◆ Teile der Übung:
- 1) Welchen Titel hat laut dem Dokumentauszug die letzte Broschüre, die nicht für den Verkauf bestimmt ist?
- 2) Übertrage aus dem Dokumentauszug die Passage wortgetreu, beginnend bei „Konfessionen– bis jetzt“ und endend bei „Kriegsverbrechen hoch zehn.“.

◆ Dokumentauszug:
>>
Menschenrechtsorganisationen – fast wie von selbst – drei
eigene Bücher, wobei das letzte vor allem für unsere Politiker
gedacht war, denn ihnen scheint nicht klar zu sein, dass sie die
unermessliche deutsche Schuld gegenüber dem jüd. Volk auf dem
Rücken eines a n d e r e n Volkes, des palästinensischen,
abtragen wollen, indem sie die Augen vor dem Unrecht, und dem
Leid, das diesem Volk angetan wird, verschließen. Damit machen
sie sich/ wir uns neu schuldig.
Es ist der Punkt, an dem ich nicht
mitmachen und nicht mehr schweigen kann, dem ich etwas anderes
deutlich entgegen setzen muss: meine letzte Broschüre, die
nicht für den Verkauf bestimmt ist, hat deshalb auch den Titel:
„Ich schreie auf – ich klage an“
1.Mit Hilfe i s r a e l . Stimmen,
die ich übersetze, versuche ich aufzuklären – auch unsere
Politiker, denn unsere Medien berichten meistens nur sehr
einseitig -
2. bemühe ich mich Rassismus jeder
Färbung bei uns zu bekämpfen, auch den christl. Antijudaismus
von der Wurzel her – und zwar im Gespräch und
Brief/Emailwechsel mit Theologen der beiden großen christl.
Konfessionen– bis jetzt allerdings mit wenig Erfolg.
3. versuche ich seit ein paar
Jahren gegen die Anwendung der teuflischsten aller Waffen, des
depleted Uraniums, DU, zu kämpfen – im Augenblick läuft deshalb
eine Unterschriftenaktion von Pax Christi. Denn hier geht es
nur noch um „Massenmord“ an der zivilen Bevölkerung in
Kriegsgebieten ( Afghanistan, Irak, Bosnien und dem Libenon) auf
Generationen hinaus - von „Heldentum“ derjenigen, die diese
Munition und Waffe verwenden, wie dieses auch Remarque schon in
Frage stellt, kann überhaupt nicht die Rede sein – eher von
Kriegsverbrechen hoch zehn.
Darum meine große Bitte: Könnten
Sie diese Unterschriftenaktion mit Ihrer Unterschrift
unterstützen?
Das hört sich nun wer weiß wie an
--- auf 30 Jahre verteilt – hatte alles seine Zeit.
Irgendwann wurde mir auch klar, dass wir – und eigentlich vor
allem auch unsere Regierung - gerade die Gruppen in Israel
unterstützen sollten, die genau dasselbe wie ich wollen:
Versöhnung und Frieden durch gegenseitige Anerkennung des Leids
und der Traumata , der Menschlichkeit -- und Toleranz und
Gerechtigkeit und Freiheit für alle.
<<
Einträge des Datensatzes
>>
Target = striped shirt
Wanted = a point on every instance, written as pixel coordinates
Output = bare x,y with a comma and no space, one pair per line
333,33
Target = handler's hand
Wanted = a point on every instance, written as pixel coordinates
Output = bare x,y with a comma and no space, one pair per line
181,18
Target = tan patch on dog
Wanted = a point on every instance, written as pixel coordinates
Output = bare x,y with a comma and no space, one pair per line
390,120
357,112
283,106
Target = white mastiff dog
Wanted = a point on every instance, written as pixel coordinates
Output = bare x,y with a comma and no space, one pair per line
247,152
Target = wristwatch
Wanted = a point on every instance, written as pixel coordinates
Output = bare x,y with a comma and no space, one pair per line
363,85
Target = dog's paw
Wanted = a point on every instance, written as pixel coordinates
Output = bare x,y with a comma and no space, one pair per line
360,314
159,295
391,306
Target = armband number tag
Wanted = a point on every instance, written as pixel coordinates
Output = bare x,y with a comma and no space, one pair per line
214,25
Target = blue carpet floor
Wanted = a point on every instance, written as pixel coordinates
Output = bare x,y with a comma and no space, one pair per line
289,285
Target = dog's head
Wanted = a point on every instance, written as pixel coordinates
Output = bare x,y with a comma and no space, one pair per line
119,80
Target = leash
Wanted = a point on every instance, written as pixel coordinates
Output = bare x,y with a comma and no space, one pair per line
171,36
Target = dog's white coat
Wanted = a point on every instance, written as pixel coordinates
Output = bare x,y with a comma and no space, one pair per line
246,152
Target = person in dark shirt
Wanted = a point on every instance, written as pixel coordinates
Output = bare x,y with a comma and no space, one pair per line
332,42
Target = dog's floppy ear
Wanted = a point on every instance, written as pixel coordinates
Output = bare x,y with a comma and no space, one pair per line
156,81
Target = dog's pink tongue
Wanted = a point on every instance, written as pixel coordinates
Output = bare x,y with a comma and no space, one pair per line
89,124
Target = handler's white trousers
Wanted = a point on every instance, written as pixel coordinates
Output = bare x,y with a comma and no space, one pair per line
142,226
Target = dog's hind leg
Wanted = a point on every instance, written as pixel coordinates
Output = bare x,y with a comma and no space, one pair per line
<<
◆ Ergebnisse der Aufgaben:
- 1) Sie trägt den Titel „Ich schreie auf – ich klage an“.

- 2)
Konfessionen– bis jetzt allerdings mit wenig Erfolg.
3. versuche ich seit ein paar
Jahren gegen die Anwendung der teuflischsten aller Waffen, des
depleted Uraniums, DU, zu kämpfen – im Augenblick läuft deshalb
eine Unterschriftenaktion von Pax Christi. Denn hier geht es
nur noch um „Massenmord“ an der zivilen Bevölkerung in
Kriegsgebieten ( Afghanistan, Irak, Bosnien und dem Libenon) auf
Generationen hinaus - von „Heldentum“ derjenigen, die diese
Munition und Waffe verwenden, wie dieses auch Remarque schon in
Frage stellt, kann überhaupt nicht die Rede sein – eher von
Kriegsverbrechen hoch zehn.